- _Requirements_: Copy the lines from the beginning through the line containing "point(367, 734)", inclusive, keeping the requests. Multiply each coordinate in the answers by 0.45, round to whole numbers with halves rounded up, and omit the pictures.

Excerpts of location labeling data
────────────────────────────────────────
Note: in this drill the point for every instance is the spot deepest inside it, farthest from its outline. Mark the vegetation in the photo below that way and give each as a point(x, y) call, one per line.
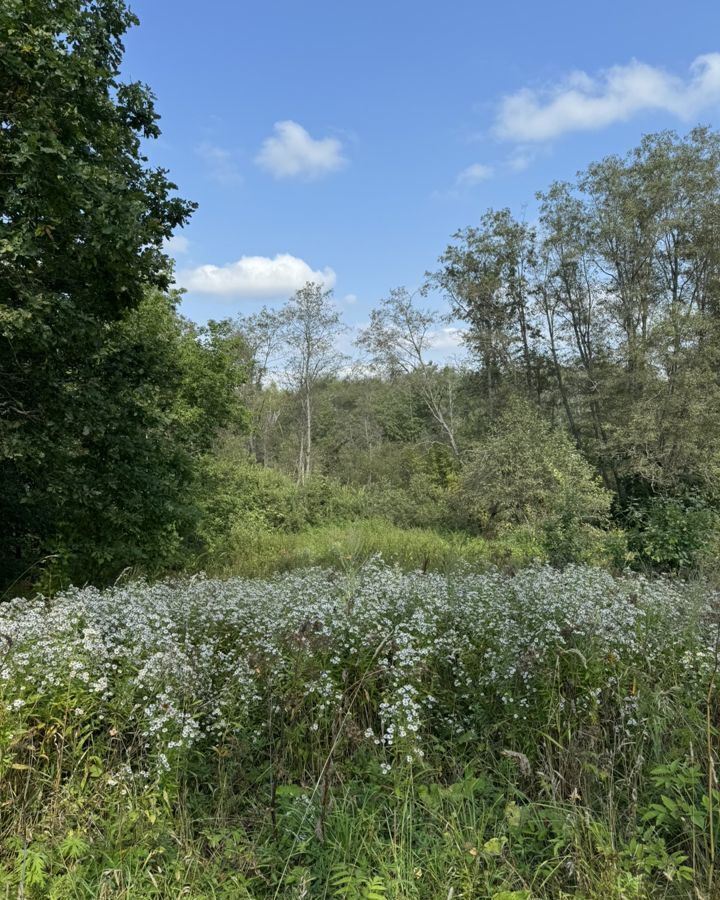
point(366, 735)
point(482, 660)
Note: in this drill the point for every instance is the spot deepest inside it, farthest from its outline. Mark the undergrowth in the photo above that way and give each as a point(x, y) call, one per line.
point(367, 734)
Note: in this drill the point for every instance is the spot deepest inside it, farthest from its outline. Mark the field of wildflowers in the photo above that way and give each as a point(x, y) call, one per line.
point(363, 734)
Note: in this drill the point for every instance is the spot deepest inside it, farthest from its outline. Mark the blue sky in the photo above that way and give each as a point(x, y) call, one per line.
point(349, 141)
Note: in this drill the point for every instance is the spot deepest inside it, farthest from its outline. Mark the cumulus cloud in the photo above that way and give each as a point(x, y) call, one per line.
point(448, 339)
point(291, 152)
point(474, 174)
point(254, 277)
point(582, 102)
point(220, 164)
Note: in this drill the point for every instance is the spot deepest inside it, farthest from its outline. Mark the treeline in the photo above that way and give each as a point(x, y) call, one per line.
point(590, 395)
point(585, 423)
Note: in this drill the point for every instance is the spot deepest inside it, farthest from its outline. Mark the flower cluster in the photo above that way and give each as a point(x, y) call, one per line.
point(398, 662)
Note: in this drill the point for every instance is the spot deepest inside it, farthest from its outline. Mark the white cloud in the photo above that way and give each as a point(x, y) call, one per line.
point(519, 161)
point(474, 174)
point(176, 245)
point(447, 340)
point(220, 164)
point(254, 277)
point(582, 102)
point(291, 152)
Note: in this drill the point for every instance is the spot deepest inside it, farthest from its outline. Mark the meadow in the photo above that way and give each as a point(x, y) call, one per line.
point(371, 733)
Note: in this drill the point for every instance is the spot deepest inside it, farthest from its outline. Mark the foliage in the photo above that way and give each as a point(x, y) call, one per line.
point(82, 224)
point(362, 734)
point(525, 472)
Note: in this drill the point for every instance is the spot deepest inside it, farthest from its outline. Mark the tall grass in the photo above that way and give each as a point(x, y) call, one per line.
point(362, 734)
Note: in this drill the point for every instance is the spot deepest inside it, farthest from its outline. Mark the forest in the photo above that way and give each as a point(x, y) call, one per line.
point(295, 609)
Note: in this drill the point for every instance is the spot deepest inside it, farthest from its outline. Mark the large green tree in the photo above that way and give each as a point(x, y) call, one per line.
point(83, 218)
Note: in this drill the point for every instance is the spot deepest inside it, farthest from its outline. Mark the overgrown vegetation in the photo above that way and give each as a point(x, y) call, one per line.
point(372, 734)
point(468, 644)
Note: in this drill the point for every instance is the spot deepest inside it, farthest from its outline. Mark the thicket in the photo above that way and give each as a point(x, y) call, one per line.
point(583, 425)
point(373, 734)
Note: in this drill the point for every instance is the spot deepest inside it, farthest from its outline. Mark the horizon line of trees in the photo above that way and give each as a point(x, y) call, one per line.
point(591, 394)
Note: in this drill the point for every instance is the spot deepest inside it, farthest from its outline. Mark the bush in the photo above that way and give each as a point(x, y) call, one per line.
point(525, 473)
point(675, 533)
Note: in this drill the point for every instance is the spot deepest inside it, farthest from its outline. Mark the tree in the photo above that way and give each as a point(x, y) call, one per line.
point(82, 224)
point(311, 327)
point(486, 275)
point(398, 339)
point(524, 472)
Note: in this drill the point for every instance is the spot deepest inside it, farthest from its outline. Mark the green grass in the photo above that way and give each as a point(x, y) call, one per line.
point(362, 735)
point(259, 552)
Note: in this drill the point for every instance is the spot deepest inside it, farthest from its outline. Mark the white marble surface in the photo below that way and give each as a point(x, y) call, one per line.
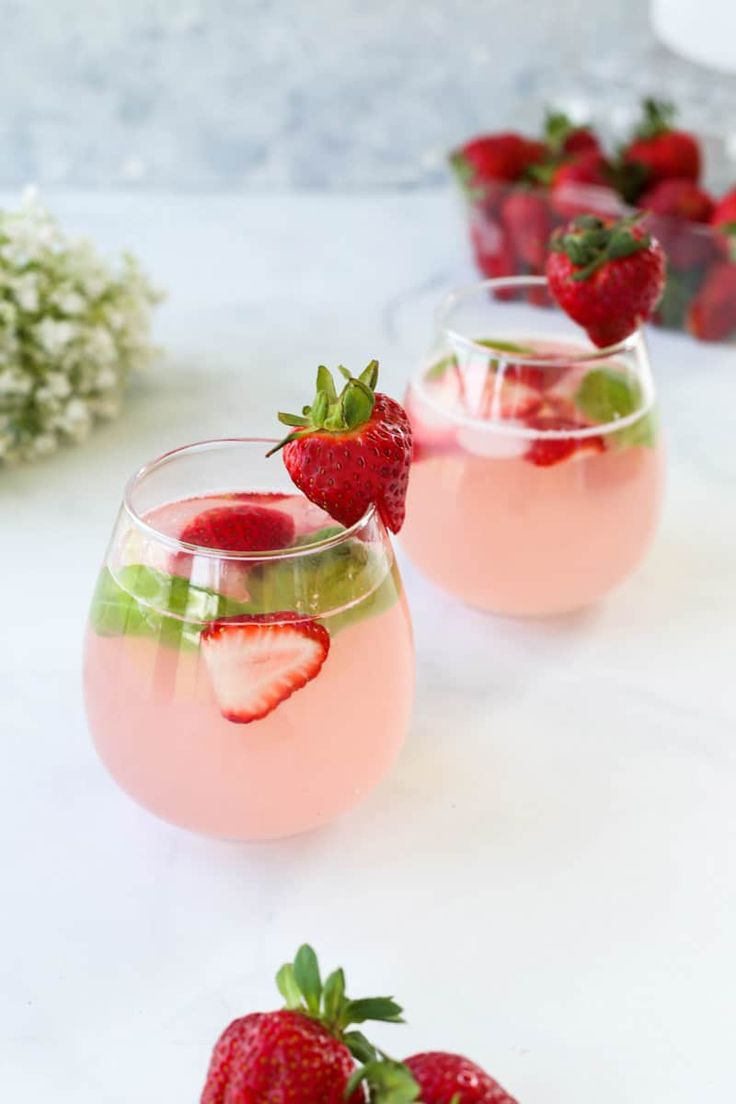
────────────────────────────────────────
- _Completed exercise_:
Note: in this drill the point for every instance is the spot deepest inside it, farthest from its outline. Mark the vegetation in the photo below that way and give each as a point(x, y) call, one per line.
point(165, 331)
point(217, 297)
Note: in this drill the point for every instance is the spot deepest inside it, farthest from its outline. Mark the undergrowth in the photo above that way and give each as a point(x, y) call, one per line.
point(165, 330)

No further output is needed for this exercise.